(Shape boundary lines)
____________________

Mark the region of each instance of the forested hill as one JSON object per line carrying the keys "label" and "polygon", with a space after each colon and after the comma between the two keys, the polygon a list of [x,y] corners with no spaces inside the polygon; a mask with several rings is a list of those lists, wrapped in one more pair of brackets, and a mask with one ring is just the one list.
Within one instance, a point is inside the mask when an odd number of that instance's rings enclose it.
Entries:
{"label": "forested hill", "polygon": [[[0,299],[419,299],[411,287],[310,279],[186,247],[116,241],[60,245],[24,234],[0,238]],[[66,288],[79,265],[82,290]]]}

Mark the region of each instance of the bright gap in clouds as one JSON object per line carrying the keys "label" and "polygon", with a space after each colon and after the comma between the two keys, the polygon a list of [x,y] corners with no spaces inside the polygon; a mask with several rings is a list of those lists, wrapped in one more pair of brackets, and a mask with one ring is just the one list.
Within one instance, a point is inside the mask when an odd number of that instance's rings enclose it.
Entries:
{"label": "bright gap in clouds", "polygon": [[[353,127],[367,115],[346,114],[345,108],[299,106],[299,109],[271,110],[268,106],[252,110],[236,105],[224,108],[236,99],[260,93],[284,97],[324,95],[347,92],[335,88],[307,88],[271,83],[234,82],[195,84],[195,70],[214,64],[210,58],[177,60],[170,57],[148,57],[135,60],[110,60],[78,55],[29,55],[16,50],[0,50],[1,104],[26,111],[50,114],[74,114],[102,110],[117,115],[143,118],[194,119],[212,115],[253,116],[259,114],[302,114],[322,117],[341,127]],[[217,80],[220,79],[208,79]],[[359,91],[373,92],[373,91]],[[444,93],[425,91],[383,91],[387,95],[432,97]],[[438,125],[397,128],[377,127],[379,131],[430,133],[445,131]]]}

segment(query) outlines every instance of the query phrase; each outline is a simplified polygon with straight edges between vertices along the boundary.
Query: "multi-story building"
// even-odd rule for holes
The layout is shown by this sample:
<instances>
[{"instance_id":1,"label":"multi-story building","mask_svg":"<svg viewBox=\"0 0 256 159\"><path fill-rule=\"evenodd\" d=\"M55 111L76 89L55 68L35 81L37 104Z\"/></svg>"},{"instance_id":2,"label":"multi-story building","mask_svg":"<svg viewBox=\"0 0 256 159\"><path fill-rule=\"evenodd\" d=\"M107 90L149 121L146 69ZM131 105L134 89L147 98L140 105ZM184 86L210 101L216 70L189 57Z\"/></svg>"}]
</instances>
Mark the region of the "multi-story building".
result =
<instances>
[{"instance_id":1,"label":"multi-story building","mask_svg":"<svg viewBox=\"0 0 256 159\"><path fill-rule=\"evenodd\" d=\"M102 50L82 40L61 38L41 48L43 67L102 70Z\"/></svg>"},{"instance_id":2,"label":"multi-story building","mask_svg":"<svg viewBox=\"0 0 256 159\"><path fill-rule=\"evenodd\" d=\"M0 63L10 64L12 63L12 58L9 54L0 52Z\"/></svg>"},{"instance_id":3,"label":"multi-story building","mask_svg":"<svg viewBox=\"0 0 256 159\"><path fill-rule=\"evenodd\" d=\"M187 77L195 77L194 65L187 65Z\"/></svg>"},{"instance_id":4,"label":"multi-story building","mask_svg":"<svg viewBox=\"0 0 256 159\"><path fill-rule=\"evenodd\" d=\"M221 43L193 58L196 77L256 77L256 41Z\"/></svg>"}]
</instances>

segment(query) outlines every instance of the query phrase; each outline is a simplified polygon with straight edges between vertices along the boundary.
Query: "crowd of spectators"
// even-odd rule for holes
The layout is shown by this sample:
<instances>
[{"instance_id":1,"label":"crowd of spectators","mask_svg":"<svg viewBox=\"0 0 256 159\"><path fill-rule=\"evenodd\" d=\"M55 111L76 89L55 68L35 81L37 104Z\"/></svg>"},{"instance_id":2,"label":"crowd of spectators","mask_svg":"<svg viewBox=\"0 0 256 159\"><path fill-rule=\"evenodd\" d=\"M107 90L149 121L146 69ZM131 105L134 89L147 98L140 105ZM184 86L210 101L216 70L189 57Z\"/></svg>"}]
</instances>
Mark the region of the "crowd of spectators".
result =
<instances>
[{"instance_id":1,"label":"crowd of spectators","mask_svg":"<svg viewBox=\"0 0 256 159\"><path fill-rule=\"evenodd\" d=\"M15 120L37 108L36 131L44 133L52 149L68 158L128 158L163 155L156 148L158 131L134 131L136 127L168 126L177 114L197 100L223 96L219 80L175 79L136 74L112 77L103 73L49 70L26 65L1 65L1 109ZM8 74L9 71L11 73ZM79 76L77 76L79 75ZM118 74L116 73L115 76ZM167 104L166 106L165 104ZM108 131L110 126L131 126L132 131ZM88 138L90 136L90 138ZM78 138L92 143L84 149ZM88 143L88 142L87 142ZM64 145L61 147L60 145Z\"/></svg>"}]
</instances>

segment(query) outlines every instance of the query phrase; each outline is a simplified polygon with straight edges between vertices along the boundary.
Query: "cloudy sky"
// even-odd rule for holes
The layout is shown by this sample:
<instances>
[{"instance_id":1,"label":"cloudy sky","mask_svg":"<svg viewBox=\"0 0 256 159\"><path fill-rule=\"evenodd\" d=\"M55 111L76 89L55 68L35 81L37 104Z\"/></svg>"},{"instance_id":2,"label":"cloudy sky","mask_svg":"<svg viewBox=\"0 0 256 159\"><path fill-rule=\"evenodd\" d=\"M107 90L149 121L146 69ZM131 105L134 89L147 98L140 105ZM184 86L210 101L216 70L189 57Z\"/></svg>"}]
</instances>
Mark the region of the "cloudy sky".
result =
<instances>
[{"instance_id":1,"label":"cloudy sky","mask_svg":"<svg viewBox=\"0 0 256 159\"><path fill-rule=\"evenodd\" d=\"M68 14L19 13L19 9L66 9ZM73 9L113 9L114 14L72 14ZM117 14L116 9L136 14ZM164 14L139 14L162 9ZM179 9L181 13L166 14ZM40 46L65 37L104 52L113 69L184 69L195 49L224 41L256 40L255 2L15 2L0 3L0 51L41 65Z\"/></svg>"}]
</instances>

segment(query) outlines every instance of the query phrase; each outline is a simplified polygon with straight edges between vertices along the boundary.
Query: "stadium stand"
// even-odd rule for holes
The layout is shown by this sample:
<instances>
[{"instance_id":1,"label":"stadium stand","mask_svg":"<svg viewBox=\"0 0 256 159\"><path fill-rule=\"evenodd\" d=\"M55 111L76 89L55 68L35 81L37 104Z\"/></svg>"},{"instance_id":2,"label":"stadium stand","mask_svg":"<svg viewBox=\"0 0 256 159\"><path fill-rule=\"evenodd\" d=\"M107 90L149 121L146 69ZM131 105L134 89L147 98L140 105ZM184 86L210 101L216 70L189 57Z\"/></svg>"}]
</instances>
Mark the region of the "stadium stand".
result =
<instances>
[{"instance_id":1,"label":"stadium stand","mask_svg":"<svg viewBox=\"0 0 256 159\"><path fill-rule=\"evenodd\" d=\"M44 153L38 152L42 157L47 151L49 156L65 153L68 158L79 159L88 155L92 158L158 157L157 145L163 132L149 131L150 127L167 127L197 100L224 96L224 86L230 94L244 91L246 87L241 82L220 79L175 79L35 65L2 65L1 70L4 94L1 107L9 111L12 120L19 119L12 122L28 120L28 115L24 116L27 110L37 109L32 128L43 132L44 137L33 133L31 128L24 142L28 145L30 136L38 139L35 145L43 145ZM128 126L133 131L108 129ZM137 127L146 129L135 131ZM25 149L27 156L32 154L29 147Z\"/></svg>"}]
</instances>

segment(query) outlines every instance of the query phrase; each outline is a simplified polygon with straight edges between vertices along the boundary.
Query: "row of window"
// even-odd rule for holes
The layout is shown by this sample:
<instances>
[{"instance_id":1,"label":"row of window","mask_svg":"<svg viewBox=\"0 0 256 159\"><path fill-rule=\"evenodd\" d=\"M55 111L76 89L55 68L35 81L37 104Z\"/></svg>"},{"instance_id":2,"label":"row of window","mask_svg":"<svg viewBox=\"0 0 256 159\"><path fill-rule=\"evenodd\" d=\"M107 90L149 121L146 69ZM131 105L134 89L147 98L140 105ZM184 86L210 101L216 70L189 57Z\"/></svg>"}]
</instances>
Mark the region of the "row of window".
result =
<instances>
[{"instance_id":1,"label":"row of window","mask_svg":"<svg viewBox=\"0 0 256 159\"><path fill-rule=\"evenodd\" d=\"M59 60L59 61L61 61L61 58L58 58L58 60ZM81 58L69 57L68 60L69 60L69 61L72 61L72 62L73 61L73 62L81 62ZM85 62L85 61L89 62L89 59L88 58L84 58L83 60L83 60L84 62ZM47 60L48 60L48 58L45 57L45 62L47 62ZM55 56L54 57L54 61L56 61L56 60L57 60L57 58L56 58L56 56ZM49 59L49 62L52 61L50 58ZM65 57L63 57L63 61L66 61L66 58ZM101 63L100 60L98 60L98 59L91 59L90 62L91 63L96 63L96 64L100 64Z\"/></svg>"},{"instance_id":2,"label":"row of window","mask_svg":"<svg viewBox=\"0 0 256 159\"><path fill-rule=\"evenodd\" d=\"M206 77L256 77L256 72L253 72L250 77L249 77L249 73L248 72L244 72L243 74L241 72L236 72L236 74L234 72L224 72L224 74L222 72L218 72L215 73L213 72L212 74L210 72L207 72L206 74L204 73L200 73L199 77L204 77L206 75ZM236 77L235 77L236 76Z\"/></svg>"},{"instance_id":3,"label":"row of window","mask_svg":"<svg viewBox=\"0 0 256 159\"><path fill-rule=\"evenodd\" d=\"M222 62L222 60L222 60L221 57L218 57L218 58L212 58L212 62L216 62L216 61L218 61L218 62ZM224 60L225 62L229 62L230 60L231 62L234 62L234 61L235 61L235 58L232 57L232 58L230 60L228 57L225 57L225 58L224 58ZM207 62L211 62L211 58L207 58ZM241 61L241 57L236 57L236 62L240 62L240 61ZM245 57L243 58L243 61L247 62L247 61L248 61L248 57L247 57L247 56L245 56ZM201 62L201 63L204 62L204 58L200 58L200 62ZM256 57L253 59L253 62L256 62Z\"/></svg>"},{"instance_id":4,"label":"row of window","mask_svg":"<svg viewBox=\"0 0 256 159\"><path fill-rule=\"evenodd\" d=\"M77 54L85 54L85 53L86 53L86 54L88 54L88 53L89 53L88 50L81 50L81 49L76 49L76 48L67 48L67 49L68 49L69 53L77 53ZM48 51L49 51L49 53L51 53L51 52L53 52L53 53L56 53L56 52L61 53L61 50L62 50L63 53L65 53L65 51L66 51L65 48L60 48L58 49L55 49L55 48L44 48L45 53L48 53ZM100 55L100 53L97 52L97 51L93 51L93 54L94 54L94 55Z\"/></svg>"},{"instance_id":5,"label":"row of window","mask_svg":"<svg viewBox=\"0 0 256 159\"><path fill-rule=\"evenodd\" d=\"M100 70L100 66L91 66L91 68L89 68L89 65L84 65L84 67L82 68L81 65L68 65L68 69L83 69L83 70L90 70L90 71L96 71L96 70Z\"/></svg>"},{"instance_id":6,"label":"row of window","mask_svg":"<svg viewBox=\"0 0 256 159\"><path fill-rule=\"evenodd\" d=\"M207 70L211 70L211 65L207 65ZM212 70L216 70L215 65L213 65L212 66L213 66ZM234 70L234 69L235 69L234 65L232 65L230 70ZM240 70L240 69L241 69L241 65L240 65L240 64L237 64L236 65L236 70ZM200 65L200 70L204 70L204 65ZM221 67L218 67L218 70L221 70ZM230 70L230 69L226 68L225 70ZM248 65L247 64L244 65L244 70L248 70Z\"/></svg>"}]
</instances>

____________________

Find every line above that contains the word "hill", matching case exactly, and copy each of those lines.

* **Task result**
Mark the region of each instance of the forested hill as one JSON object per line carrying the keys "label" and "polygon", with a space after each colon and after the comma between the two keys, the polygon a list of [x,y] corners with no spaces inside the polygon; a mask with several rings is a list of those lists, wrapped in one more pair of brackets, and a mask with one ring is just the one list.
{"label": "forested hill", "polygon": [[[0,299],[419,299],[411,287],[310,279],[186,247],[116,241],[60,245],[24,234],[0,238]],[[66,288],[79,265],[82,290]]]}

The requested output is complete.